▸ Goal of the exercise
Return these lines as a JSON list of strings with one string per line, skipping any blank lines, and leave the pictures out of the list.

▸ Material
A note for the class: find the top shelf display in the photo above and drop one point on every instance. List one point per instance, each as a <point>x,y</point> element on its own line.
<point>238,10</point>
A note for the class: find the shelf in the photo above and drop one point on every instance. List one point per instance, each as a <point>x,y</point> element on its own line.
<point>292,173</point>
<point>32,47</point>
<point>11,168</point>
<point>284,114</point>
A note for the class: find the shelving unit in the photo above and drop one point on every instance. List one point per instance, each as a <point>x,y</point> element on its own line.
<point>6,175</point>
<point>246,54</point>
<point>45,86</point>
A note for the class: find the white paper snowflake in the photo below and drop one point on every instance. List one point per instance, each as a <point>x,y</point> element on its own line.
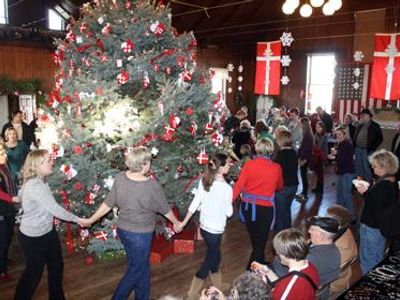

▸ Expected answer
[
  "A note for the class: find the top shelf display in the photo above and drop one point on every instance. List one point per instance, each as a <point>x,y</point> element on its own line.",
  "<point>238,10</point>",
  "A note for the class: find the shelf in the photo above and drop one point on every instance. List one point per instance, each as a <point>x,y</point> element on its own line.",
  "<point>292,173</point>",
  "<point>32,47</point>",
  "<point>11,168</point>",
  "<point>284,114</point>",
  "A note for the class: find the shelving unit in the photo above and drop one point on every instance. List one point per instance, each as a <point>x,y</point> element on its own line.",
  "<point>6,175</point>",
  "<point>246,54</point>",
  "<point>45,86</point>",
  "A note for the class: find the white paper snowflake in the photo below and drop one point on every instance. List one point per instance, each as a <point>x,y</point> element on its own line."
]